> [YOUR ASSIGNMENT]: Everything from the line that holds "Point to the woman." through the end of the data below should be output exactly, both ends included.
┄┄┄┄┄┄
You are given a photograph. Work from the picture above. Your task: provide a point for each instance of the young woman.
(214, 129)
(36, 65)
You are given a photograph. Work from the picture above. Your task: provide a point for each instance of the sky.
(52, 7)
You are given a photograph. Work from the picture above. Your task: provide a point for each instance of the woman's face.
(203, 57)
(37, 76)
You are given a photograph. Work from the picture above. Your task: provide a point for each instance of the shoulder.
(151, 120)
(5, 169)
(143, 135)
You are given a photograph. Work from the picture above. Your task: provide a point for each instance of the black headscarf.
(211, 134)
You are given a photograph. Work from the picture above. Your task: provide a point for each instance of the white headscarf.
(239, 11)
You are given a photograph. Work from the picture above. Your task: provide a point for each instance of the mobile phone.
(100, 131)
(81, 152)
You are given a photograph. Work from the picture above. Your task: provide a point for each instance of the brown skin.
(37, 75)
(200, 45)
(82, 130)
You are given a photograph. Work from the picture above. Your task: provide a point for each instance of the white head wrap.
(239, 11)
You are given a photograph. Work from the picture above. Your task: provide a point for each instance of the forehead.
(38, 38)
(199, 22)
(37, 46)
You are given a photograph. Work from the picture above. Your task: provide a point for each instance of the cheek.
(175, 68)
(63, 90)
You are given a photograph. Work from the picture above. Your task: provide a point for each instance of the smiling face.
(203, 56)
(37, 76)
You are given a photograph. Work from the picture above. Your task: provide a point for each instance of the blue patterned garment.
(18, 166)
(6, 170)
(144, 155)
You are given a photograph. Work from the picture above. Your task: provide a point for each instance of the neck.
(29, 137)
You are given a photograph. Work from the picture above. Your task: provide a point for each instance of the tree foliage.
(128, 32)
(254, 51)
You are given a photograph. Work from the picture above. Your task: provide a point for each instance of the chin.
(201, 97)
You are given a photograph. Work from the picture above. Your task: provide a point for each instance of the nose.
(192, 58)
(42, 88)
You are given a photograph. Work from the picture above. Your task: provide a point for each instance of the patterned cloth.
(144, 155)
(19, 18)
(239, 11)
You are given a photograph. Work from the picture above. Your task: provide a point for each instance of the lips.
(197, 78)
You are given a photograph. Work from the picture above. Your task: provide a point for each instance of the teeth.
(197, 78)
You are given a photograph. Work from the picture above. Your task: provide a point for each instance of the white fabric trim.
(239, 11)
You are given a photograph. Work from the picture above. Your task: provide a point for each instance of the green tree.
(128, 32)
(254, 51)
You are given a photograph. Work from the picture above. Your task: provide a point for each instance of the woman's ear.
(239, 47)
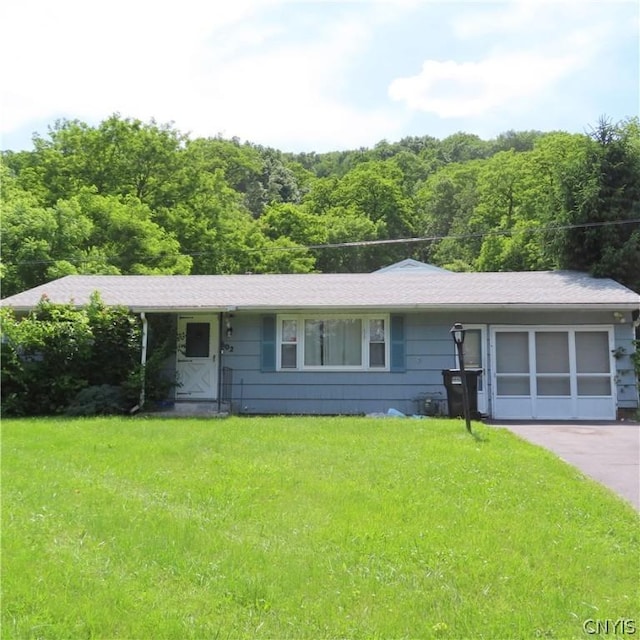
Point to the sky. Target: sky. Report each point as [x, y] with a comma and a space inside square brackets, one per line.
[320, 76]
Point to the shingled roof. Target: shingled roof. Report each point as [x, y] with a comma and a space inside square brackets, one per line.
[379, 290]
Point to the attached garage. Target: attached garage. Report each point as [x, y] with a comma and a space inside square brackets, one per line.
[558, 373]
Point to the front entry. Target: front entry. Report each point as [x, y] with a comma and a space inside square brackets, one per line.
[197, 353]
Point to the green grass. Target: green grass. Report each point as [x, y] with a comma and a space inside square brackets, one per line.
[303, 528]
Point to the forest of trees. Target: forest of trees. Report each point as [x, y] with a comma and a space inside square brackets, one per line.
[128, 197]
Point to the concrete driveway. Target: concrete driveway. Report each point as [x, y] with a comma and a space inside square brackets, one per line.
[608, 452]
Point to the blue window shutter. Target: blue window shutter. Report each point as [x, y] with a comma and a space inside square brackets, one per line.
[397, 344]
[268, 344]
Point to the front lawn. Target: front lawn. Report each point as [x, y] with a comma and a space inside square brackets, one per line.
[303, 528]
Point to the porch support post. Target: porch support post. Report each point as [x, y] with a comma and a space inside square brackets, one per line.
[143, 358]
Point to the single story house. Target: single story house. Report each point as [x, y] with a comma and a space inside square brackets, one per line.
[551, 345]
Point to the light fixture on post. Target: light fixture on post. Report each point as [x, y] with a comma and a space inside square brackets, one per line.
[457, 333]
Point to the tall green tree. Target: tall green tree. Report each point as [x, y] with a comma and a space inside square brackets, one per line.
[603, 195]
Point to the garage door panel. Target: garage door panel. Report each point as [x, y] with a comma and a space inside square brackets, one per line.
[556, 374]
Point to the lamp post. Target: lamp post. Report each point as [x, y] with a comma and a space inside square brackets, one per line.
[458, 333]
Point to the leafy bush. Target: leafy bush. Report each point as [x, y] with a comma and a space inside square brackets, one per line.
[104, 399]
[57, 350]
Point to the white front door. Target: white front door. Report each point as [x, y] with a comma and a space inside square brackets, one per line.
[197, 351]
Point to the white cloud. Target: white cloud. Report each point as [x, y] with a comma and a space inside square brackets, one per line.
[216, 67]
[452, 89]
[532, 49]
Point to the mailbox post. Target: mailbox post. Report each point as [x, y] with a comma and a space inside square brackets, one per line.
[458, 333]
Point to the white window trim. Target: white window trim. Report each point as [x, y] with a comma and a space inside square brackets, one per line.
[363, 317]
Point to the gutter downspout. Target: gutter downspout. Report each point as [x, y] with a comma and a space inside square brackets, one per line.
[143, 362]
[220, 353]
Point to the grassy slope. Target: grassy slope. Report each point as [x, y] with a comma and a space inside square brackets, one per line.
[303, 528]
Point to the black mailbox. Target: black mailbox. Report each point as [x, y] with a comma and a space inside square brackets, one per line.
[453, 384]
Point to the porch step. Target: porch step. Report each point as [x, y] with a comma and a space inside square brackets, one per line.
[195, 409]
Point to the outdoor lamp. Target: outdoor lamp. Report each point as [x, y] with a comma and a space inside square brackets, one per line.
[457, 333]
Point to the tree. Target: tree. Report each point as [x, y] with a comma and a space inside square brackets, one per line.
[602, 196]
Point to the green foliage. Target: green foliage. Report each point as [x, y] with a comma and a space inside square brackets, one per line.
[133, 197]
[57, 350]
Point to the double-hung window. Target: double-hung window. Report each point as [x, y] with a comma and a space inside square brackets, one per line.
[333, 342]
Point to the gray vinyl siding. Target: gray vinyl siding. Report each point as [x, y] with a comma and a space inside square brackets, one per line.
[428, 350]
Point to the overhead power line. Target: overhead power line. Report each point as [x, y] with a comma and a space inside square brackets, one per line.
[394, 241]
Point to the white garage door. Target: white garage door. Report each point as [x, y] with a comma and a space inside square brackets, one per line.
[553, 373]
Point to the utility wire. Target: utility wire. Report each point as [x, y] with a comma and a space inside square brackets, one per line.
[373, 243]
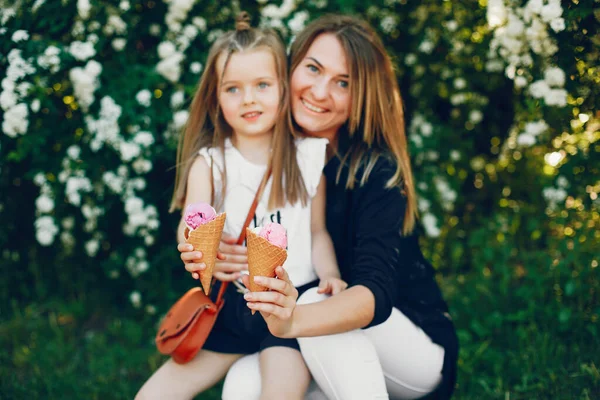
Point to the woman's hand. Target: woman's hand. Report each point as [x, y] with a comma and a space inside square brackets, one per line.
[231, 259]
[331, 286]
[277, 305]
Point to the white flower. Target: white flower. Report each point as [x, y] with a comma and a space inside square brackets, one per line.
[74, 151]
[44, 204]
[82, 50]
[136, 299]
[554, 76]
[195, 67]
[426, 129]
[119, 44]
[496, 13]
[144, 139]
[180, 118]
[91, 247]
[410, 59]
[15, 120]
[144, 97]
[430, 224]
[46, 230]
[190, 31]
[170, 67]
[539, 89]
[129, 151]
[551, 11]
[200, 23]
[536, 128]
[177, 99]
[557, 24]
[520, 81]
[166, 49]
[562, 182]
[20, 36]
[556, 97]
[83, 8]
[298, 22]
[115, 25]
[426, 46]
[35, 105]
[525, 139]
[142, 166]
[8, 99]
[475, 116]
[154, 29]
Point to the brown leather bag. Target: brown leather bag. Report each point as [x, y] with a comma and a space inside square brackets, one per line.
[188, 323]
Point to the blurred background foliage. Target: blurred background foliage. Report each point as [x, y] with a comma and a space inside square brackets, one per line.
[501, 98]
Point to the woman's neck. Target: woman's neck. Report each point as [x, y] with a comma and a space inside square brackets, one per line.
[256, 149]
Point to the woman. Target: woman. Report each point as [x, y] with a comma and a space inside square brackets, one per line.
[389, 332]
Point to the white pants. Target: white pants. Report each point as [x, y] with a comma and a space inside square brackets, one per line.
[395, 359]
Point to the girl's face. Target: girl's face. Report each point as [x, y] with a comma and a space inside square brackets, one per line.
[249, 92]
[320, 88]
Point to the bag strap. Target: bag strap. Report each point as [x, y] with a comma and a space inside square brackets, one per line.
[249, 217]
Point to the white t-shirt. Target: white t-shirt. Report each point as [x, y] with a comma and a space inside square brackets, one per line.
[243, 179]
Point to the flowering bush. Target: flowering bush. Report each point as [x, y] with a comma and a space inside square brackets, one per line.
[500, 101]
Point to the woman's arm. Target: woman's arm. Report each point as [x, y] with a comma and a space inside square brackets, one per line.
┄┄┄┄┄┄
> [SOLUTION FOR THIS TASK]:
Point to the woman. Target: woman. Report each point as [x, y] with a comma and a space inside square brackets, one per line.
[389, 332]
Point to the white pants. Target: white pants. Report each point as [x, y] with a comma and a space inside square brackets, one per line.
[395, 359]
Point to the girl's face. Target: girl's face. Report each point as [x, y] with a comma and a space inside square brackets, one per line.
[249, 92]
[320, 88]
Point to the bag strap. Target: bag strap. Report each point as [x, y] with a comma and a space inside square brackets, one per line.
[249, 217]
Point to the white t-shirt. Target: white t-shirt. Report each point as [x, y] with a comma and a space inside square brackets, one per line.
[243, 179]
Point to the flowering bush. Target: flowering bush. Report each point as [x, y] with a comma and a space inside square brackets, one per line.
[500, 101]
Point to the woman's arm. Target: woman's arm. Report each point as [x, y] with a comma and a space inside square brackets, one per line.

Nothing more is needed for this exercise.